**WHAT THE EXERCISE ASKS:**
Quote the listing below in its entirety.

----

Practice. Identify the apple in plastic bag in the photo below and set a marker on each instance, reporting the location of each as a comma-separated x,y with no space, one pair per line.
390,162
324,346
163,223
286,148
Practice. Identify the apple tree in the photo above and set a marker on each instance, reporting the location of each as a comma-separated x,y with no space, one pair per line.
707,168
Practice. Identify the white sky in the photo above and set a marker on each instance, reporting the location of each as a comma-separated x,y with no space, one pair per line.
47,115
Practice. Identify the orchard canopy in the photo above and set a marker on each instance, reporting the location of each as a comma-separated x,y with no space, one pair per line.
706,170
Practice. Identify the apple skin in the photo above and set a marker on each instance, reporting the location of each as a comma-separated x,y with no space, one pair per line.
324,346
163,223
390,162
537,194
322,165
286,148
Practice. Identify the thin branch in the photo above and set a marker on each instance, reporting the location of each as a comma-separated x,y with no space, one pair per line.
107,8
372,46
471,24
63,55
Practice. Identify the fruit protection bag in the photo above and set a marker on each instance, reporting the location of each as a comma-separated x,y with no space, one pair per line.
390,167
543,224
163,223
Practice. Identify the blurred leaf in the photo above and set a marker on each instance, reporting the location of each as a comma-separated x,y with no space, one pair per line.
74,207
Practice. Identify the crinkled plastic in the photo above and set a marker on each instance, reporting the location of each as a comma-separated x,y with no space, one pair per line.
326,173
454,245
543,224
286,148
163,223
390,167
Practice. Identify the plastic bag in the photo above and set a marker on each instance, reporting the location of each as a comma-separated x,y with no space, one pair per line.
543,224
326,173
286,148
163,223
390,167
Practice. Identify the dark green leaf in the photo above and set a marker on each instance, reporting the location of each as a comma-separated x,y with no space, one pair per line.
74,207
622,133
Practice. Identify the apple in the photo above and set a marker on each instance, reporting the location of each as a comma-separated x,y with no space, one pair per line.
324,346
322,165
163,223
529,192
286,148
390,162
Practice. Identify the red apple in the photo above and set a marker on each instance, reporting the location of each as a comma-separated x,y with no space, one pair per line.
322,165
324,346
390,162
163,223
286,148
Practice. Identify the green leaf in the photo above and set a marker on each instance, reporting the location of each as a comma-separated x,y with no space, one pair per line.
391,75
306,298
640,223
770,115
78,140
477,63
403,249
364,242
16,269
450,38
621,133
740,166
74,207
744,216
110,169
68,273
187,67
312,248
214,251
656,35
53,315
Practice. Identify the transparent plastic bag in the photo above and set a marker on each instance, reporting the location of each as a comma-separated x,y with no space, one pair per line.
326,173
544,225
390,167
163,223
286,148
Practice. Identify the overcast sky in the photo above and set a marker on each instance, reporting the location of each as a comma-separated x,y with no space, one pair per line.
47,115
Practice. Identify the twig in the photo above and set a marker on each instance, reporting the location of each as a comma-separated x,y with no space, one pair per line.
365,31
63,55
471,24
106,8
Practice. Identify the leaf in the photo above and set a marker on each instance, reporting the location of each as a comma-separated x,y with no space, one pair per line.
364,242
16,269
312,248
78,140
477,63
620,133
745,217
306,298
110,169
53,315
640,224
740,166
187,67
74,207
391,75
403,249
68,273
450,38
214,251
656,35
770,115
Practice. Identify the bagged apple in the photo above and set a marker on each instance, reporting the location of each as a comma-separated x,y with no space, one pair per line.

----

**RESPONSE BELOW:**
Practice. Identify the apple in plastic bag in the photo below and set a marker on each instance, reporting the location of each as a comma-separated x,y with no space, one pair per line.
390,162
324,346
163,223
286,148
Practice. Identify the apple tree in the photo above and set a marker on each instance, reporting the location of each as a comma-separated x,y with no space, one pair per line.
707,168
Practice. Identify the white sky in the photo above and set a marker on each instance, reporting the location of each as a comma-separated x,y with no space, one pair per line.
47,115
Practice. Identify the orchard canopy in the photo above and set a marker on each instance, reporting the location of each as a comma-separated x,y with no space, one pair per line.
706,170
Practice. Identify the apple skin in the photo above and set a marker on each instance, reporting the location of each as a comma-separated x,y with no space, one pair per line.
324,346
163,223
390,162
537,194
322,165
286,148
Practice. Identify the thin branch in the photo above and set a marker on each instance, reporting the location of each as a comma-separated x,y with no space, one pair per line.
107,8
372,46
471,24
63,55
Practice. Identify the fruit protection bag in the photo above and set a marker on each instance, reporting the location of each as a comma-separated x,y with no space, one pair per line.
390,167
543,224
163,223
Practice. Identify the blurred leaf in the photo above and set a marker on each instance, reporting the location of each as a comma-separated x,y with no space, one pair per line.
74,207
Practice. Identify the crinkled plastic in the photo above and set a marker on each instance, reporting the location of each as a comma-separated x,y with no space, one pair per line.
326,173
454,245
543,224
286,148
163,223
390,167
Practice. Identify the plastic bag in the photo above and set a marker on each instance, reporting the location of each as a comma-separated x,y with no space, one pair per line.
543,224
326,173
286,148
163,223
390,167
Practice. Identify the dark green leaf in the photo above and set a marker on each instance, reporting the location of each as a comma-separated x,y with no space, one pair per line.
74,207
622,133
Practice. Identify the apple in the photo above and set a marker on each instance, reporting the location of each as a comma-separated x,y with no space, one pair per line.
324,346
322,165
163,223
529,192
286,148
390,162
Practice. Identify the red apple in the photo above and set a marker on each instance, reporting the location of each as a comma-separated x,y with no space, one pair per line.
322,165
324,346
390,162
163,223
286,148
Practice. Identify the green leaf in the photo above and set a marker on each instance, reporting the location of each as a comma-separated x,y with no space, one pair per line.
391,75
306,298
640,223
770,115
78,140
477,63
403,249
364,242
16,269
450,38
621,133
740,166
74,207
744,216
110,169
68,273
187,67
312,248
214,251
656,35
53,315
Practice. Identify the transparent plastic bag in the photo above and set a marker on each instance, reporting the location of each as a comma-separated x,y with no space, one pair per line.
326,173
544,225
390,167
163,223
286,148
Practice. Identify the overcast sky in the photo above and set a marker on each instance, reporting the location of each as a comma-separated x,y with no space, one pair per line.
47,115
Practice. Identify the twig in the photo above and set a marker on each instance, reporting the location of each as a comma-separated x,y with no space, one pair per line.
365,31
63,55
471,24
106,8
Practice. Identify the leaf in the photo above and set a marker on each instance, reporting the location of each as a comma-separated x,y with no space, one pair per line.
364,242
16,269
312,248
78,140
477,63
620,133
745,217
306,298
110,169
53,315
640,224
740,166
187,67
74,207
391,75
403,249
68,273
450,38
214,251
656,35
770,115
Practice. Identify the bagged apple in the photo above and set a marker on each instance, reporting the location of each as a comma-separated x,y with no space, one pair per line.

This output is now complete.